All of the data that follows needs to be printed again, exactly as it reads.

RECORDS TO PROCESS:
□ □ □ □ □ □ □

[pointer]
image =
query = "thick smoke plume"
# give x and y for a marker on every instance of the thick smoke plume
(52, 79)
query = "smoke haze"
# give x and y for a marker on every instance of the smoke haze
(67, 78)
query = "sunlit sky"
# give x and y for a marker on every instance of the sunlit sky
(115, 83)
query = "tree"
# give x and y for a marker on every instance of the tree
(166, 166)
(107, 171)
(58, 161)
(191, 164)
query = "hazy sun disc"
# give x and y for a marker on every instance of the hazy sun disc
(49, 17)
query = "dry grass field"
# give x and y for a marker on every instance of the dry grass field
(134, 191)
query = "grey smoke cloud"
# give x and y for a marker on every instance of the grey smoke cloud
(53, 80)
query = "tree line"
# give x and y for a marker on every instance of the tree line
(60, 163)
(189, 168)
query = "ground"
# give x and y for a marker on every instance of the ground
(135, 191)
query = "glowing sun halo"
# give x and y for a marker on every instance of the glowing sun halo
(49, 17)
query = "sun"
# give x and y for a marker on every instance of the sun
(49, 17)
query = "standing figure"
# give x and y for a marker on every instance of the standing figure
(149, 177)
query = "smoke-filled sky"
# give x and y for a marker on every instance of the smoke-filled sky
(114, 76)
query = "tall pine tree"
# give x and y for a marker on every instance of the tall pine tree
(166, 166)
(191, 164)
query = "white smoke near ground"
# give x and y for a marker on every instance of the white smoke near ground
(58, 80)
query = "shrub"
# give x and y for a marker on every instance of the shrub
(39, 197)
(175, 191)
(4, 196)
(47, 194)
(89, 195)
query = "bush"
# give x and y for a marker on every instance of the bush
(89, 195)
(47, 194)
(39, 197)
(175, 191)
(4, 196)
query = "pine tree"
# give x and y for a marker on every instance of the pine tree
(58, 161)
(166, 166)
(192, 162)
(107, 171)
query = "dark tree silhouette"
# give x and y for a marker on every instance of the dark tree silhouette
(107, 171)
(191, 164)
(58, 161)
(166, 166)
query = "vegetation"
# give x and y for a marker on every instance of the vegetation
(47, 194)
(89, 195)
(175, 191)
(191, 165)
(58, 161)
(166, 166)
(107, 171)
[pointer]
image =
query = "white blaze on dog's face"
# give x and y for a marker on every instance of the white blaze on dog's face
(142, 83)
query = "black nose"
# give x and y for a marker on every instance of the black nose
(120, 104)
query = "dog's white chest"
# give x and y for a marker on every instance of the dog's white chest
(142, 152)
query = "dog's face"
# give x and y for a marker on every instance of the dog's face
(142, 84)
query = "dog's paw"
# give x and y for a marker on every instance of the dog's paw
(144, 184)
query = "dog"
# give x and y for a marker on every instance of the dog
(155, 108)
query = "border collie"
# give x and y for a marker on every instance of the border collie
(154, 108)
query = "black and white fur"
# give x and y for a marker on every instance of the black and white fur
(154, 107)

□ □ □ □ □ □ □

REPLY TO THE EXERCISE:
[pointer]
image =
query = "thick smoke plume"
# give x and y for a marker on every instance of the thick smoke plume
(52, 79)
query = "smoke haze"
# give x and y for a marker on every instance of the smoke haze
(67, 78)
query = "sunlit sky"
# give x and y for a marker on every instance of the sunlit sky
(115, 83)
query = "tree"
# give x and y for a marker on every instance of the tree
(166, 166)
(107, 171)
(58, 161)
(191, 164)
query = "hazy sun disc"
# give x and y for a marker on every instance of the hazy sun disc
(49, 17)
query = "dry grass field"
# give x and y for a marker on every instance of the dry grass field
(134, 191)
query = "grey smoke cloud"
# give x and y for a marker on every instance of the grey smoke cloud
(53, 80)
query = "tree line"
# give x and y for a marker on every instance of the tree line
(60, 163)
(189, 168)
query = "ground"
# give x and y for a marker on every instance of the ground
(135, 191)
query = "glowing sun halo"
# give x and y for a marker on every instance of the glowing sun halo
(49, 17)
query = "sun"
# give x and y for a marker on every instance of the sun
(49, 17)
query = "standing figure"
# give x and y for a marker on every instance of the standing figure
(149, 177)
query = "smoke-filled sky"
# give x and y for a marker on every instance of the smoke-filled sky
(114, 76)
query = "tall pine tree"
# give x and y for a marker on every instance of the tall pine tree
(166, 166)
(191, 164)
query = "white smoke near ground"
# give x and y for a marker on every instance of the white smoke near ground
(58, 80)
query = "shrub"
# give x and y for a marker on every instance of the shrub
(39, 197)
(175, 191)
(4, 196)
(47, 194)
(89, 195)
query = "bush"
# give x and y for a marker on every instance of the bush
(89, 195)
(47, 194)
(39, 197)
(175, 191)
(4, 196)
query = "pine tree"
# give x and y for a marker on every instance of the pine tree
(58, 161)
(166, 166)
(192, 162)
(107, 171)
query = "dark tree silhouette"
# give x and y for a marker on every instance of the dark tree silhouette
(107, 171)
(191, 164)
(58, 161)
(166, 166)
query = "vegetation"
# give x and y for a marker on every instance of the vegetation
(47, 194)
(89, 195)
(175, 191)
(191, 165)
(58, 161)
(166, 166)
(107, 171)
[pointer]
image =
query = "white blaze on dog's face"
# give x and y for a marker on every instance of the white blaze on dog's face
(142, 83)
query = "black nose"
# give x and y for a marker on every instance of the black nose
(120, 104)
query = "dog's white chest"
# give x and y for a marker on every instance of the dog's white chest
(142, 152)
query = "dog's face"
# give x and y for a marker on every instance of the dog's face
(142, 84)
query = "dog's paw"
# give x and y for a marker on every instance of the dog's paw
(144, 184)
query = "dog"
# give x and y for a marker on every instance of the dog
(155, 108)
query = "border collie"
# give x and y for a marker on every instance of the border collie
(154, 108)
query = "black and white fur"
# give x and y for a marker on every instance of the black and white fur
(154, 107)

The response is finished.